[Dataset records]
Start

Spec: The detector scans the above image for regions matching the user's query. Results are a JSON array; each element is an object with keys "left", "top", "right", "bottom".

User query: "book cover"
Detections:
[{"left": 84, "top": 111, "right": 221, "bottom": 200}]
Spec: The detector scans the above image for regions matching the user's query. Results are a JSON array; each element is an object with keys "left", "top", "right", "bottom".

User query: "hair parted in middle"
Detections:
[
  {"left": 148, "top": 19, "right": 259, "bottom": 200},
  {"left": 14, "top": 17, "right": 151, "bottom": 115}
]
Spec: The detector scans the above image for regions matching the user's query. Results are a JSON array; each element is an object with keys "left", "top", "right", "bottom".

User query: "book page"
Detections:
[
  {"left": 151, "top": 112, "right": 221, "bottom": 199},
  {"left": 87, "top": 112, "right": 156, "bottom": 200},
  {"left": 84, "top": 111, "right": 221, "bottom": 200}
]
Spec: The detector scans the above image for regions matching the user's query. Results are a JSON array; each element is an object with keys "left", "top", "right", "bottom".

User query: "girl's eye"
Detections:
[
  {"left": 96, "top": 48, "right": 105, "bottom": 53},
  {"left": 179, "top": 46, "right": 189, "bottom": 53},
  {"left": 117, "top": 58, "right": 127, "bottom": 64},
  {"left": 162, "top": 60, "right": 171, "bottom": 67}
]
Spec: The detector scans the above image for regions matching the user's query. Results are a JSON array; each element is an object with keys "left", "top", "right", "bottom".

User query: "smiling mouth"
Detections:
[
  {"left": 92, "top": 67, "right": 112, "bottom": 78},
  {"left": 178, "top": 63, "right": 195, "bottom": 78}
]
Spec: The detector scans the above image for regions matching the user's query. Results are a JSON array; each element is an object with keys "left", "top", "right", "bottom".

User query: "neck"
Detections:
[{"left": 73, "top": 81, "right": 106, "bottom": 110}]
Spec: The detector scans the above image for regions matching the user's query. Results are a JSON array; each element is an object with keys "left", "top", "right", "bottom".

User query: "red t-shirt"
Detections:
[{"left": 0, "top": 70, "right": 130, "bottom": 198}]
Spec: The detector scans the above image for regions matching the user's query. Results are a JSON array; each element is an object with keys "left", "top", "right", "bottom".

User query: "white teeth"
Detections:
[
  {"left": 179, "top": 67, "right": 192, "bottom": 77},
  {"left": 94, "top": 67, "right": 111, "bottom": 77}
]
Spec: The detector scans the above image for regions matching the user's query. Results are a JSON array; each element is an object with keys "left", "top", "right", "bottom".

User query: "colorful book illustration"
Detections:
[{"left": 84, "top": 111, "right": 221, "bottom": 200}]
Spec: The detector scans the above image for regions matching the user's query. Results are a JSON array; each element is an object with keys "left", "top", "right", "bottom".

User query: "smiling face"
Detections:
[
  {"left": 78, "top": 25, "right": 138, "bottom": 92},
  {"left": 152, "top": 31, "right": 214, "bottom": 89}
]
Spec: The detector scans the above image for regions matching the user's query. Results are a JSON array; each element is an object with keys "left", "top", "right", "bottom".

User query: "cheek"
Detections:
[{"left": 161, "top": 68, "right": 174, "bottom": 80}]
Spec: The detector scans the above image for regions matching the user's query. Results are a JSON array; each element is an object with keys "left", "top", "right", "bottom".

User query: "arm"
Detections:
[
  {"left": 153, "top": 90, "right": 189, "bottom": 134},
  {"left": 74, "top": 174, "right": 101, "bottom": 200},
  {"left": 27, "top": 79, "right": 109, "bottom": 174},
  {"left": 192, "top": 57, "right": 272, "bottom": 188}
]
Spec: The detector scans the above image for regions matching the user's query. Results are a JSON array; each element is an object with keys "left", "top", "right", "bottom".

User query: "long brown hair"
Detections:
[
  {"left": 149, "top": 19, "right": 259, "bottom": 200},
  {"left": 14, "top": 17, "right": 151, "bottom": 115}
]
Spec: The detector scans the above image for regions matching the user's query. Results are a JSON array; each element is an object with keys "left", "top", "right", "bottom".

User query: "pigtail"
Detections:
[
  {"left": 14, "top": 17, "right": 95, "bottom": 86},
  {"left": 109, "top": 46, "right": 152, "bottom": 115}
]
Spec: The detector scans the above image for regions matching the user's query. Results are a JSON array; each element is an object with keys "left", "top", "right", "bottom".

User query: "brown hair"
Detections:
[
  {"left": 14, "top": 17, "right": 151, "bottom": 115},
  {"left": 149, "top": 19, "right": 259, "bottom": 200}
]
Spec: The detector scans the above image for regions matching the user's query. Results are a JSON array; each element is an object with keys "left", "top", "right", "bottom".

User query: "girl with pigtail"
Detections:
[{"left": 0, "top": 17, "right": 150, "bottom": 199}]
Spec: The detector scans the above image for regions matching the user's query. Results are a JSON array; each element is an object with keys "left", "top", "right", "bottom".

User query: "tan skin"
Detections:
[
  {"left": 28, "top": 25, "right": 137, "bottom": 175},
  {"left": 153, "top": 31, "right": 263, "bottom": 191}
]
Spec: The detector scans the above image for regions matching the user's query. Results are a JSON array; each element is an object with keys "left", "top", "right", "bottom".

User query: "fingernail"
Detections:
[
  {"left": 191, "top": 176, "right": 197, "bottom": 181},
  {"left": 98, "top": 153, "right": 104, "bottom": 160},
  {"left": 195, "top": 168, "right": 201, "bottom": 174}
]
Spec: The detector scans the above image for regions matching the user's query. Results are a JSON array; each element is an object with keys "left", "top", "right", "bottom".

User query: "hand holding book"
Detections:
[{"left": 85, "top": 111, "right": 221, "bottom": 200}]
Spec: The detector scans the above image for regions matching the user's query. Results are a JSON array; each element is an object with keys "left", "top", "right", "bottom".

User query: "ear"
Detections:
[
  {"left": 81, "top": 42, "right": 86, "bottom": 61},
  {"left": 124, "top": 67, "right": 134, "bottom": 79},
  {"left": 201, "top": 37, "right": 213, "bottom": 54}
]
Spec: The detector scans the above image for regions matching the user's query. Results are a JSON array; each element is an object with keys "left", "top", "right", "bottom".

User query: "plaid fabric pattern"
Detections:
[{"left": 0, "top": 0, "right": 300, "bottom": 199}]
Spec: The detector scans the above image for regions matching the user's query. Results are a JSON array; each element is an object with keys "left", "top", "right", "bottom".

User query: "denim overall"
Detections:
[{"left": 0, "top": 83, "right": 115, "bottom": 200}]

End
Start

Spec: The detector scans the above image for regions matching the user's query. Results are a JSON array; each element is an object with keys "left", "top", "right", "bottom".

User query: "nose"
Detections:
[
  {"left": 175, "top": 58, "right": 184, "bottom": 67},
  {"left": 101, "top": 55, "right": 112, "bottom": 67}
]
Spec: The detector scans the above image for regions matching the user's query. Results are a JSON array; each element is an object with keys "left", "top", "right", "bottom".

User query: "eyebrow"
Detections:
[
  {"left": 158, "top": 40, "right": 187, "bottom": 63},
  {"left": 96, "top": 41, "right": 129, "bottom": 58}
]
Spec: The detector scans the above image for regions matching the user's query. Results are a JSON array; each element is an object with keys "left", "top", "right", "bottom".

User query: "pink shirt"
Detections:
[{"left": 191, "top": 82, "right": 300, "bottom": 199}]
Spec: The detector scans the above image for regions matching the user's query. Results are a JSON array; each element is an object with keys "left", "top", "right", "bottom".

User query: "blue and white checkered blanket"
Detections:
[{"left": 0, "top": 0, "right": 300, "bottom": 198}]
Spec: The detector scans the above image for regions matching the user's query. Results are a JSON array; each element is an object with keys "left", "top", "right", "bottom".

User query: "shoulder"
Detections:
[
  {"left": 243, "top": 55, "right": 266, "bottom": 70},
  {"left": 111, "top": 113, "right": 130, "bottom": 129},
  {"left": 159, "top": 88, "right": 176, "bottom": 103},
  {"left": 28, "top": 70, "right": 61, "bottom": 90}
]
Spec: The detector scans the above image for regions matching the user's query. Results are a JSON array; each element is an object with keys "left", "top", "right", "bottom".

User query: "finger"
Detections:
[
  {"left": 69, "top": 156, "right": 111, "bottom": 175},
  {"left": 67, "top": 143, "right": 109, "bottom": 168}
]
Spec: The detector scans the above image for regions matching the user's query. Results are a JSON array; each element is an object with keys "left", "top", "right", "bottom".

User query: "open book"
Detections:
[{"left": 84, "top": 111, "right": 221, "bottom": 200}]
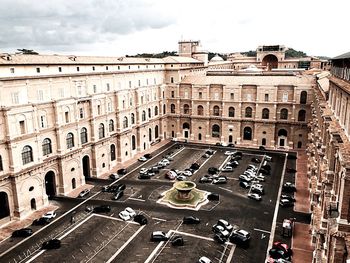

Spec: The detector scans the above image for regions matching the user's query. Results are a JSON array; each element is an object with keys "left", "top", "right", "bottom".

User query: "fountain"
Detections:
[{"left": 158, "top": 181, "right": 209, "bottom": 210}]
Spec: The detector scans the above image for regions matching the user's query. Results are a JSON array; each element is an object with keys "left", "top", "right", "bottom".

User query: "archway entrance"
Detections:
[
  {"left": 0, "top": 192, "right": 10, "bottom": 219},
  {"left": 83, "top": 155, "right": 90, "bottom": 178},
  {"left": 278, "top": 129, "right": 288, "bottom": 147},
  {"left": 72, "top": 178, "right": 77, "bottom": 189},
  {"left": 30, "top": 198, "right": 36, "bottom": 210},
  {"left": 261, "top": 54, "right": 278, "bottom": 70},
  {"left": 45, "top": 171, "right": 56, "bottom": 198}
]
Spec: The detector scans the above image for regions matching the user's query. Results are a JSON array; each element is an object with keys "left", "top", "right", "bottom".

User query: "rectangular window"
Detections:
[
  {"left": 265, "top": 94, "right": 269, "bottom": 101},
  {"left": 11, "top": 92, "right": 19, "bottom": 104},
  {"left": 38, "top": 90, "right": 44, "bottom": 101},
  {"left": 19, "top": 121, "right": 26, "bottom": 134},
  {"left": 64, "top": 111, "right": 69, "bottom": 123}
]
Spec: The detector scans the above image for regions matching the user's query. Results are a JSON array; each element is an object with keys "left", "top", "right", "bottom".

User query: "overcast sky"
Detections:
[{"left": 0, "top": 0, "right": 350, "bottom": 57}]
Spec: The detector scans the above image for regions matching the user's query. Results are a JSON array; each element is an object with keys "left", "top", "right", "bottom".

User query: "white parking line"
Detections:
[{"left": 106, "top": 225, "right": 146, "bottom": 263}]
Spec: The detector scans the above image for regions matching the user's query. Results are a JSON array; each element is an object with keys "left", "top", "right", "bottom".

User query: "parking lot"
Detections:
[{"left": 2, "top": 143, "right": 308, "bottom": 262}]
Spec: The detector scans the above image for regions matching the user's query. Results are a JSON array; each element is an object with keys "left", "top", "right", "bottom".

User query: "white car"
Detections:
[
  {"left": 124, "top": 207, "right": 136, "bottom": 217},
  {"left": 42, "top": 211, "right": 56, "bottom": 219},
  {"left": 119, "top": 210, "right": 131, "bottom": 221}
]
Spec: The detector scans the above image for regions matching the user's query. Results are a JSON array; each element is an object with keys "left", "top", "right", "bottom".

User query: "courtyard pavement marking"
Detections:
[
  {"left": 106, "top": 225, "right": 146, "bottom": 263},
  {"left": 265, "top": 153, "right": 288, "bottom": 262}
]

End
Start

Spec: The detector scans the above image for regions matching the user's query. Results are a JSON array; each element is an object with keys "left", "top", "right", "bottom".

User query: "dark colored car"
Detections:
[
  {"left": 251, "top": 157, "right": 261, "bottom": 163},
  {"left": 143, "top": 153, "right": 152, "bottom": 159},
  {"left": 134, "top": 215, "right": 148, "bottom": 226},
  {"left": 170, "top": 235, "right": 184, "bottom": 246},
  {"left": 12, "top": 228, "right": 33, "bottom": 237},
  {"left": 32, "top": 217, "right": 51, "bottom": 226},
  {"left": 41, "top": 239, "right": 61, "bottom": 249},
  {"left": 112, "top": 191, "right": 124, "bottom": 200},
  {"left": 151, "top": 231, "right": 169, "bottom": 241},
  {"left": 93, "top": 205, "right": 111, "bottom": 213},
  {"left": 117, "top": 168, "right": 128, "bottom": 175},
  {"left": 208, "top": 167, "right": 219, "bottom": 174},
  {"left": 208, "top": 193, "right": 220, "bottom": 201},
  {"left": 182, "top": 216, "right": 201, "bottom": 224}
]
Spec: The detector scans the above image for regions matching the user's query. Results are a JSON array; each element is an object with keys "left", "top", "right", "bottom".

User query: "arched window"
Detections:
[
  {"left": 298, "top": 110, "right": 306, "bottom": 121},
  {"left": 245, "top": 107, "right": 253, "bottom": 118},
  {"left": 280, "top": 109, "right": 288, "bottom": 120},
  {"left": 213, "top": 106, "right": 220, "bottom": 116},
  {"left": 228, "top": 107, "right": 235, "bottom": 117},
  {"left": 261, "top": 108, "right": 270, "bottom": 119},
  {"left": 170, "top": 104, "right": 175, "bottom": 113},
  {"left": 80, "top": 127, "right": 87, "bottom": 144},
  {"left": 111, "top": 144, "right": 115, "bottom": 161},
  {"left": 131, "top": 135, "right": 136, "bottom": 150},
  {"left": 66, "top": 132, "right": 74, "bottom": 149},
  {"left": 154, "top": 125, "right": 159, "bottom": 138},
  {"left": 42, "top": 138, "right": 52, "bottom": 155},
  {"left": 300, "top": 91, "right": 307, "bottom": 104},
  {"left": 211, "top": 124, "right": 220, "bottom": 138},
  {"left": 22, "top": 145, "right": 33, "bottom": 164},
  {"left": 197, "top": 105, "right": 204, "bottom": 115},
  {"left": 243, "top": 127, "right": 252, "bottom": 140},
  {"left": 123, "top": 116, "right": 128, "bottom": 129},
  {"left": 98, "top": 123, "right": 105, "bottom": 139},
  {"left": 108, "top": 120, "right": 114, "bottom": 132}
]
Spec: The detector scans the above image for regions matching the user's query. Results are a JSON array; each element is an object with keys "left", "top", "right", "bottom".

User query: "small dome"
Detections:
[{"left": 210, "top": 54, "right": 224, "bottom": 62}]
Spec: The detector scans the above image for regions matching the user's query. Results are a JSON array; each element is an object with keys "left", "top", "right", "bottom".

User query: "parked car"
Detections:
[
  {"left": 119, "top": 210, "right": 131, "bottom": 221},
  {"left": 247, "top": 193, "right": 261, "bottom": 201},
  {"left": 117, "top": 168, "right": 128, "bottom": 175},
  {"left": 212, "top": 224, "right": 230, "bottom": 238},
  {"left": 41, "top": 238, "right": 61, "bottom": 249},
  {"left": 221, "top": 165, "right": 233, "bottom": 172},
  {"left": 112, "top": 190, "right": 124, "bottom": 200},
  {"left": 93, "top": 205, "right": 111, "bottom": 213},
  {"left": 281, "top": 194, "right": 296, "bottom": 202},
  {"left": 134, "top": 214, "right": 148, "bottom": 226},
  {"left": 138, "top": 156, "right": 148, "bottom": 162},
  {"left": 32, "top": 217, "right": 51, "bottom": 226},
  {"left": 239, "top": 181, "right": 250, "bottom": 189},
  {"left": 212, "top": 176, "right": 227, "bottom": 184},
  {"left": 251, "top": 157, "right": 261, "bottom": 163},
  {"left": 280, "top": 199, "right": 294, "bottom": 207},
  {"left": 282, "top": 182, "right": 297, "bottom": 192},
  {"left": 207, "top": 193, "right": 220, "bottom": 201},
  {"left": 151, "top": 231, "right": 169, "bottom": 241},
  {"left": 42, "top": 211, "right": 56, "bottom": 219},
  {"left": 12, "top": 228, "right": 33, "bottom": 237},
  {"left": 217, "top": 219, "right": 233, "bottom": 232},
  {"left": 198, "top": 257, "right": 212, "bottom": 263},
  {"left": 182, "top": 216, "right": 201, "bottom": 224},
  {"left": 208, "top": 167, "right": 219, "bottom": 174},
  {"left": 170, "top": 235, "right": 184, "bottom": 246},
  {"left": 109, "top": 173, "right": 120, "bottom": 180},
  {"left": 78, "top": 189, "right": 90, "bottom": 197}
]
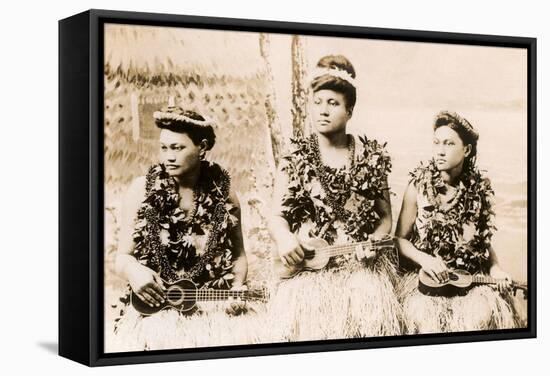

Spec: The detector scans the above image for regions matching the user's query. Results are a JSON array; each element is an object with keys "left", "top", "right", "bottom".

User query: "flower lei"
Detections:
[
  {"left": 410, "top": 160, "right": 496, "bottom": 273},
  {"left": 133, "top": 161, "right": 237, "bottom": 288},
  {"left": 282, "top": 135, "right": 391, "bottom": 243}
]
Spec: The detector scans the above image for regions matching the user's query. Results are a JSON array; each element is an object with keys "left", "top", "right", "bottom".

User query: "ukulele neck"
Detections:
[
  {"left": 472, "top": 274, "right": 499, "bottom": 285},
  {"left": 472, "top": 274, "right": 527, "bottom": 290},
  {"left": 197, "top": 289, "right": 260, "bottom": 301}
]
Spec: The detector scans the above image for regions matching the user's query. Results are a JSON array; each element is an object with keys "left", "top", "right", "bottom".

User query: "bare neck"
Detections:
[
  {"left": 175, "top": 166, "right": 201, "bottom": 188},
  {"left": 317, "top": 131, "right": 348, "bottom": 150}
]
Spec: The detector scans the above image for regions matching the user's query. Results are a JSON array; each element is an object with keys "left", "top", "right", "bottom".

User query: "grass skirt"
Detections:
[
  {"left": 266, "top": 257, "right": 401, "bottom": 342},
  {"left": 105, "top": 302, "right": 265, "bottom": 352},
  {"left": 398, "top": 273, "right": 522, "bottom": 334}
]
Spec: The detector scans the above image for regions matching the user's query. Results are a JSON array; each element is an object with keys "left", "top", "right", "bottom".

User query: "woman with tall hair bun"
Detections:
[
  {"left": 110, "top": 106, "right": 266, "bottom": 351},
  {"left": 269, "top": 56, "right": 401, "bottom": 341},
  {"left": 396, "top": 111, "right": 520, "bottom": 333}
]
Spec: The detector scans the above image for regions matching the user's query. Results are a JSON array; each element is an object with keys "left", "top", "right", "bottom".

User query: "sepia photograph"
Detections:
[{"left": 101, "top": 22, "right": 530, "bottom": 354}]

End

**Short problem:** Please pick out every line in the records above that contains the word "book", and copy each one.

**Task output:**
User query: "book cover"
User query: "book page"
User query: "colorful book illustration"
User query: "hand holding book"
User query: "open book"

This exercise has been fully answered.